[Written exercise]
How many of the lines below contain the string "wing"? Give only the number.

[Records for this exercise]
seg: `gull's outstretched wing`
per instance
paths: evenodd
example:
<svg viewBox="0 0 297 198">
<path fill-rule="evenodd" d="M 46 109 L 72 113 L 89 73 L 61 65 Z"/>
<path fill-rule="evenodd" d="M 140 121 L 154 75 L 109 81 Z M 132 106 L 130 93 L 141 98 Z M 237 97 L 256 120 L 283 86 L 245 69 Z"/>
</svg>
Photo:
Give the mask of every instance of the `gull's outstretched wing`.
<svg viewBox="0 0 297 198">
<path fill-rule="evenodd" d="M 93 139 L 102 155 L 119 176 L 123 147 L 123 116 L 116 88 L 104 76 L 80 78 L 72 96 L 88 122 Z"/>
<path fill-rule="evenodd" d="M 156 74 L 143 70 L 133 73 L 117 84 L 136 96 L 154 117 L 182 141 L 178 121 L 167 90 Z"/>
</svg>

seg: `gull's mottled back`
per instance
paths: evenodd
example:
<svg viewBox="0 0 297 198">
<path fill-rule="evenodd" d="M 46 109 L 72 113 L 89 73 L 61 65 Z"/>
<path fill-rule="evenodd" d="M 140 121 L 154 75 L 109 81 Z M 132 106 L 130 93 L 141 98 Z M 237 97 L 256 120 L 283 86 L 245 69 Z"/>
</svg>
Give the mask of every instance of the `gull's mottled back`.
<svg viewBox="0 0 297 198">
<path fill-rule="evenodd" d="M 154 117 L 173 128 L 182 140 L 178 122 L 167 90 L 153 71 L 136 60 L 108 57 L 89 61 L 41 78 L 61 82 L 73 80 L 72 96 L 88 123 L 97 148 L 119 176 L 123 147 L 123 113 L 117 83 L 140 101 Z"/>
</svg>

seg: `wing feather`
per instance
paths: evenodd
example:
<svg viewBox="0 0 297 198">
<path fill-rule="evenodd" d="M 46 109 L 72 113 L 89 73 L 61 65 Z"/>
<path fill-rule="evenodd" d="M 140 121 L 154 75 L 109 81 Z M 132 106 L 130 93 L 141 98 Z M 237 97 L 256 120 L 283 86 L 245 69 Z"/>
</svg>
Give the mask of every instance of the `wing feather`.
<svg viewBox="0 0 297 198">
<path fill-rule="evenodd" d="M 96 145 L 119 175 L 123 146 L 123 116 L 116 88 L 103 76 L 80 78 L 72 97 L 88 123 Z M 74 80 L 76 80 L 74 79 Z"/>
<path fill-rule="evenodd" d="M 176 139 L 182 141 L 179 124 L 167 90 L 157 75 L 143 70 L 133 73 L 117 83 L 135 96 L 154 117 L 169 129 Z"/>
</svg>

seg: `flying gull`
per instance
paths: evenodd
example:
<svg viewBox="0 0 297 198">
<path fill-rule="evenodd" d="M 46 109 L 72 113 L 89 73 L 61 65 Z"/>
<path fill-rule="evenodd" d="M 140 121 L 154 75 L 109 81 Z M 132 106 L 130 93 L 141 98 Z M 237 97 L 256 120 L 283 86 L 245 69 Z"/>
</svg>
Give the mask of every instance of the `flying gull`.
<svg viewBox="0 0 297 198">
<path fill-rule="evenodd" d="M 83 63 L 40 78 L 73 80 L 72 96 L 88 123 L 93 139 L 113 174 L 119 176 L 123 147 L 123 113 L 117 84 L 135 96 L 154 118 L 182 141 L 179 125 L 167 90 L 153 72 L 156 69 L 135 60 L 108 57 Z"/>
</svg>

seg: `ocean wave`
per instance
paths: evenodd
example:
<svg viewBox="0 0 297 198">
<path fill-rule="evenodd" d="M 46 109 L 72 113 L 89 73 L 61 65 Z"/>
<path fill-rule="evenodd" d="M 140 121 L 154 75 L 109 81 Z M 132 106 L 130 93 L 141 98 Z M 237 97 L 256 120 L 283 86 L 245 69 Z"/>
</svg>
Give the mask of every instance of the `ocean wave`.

[Full response]
4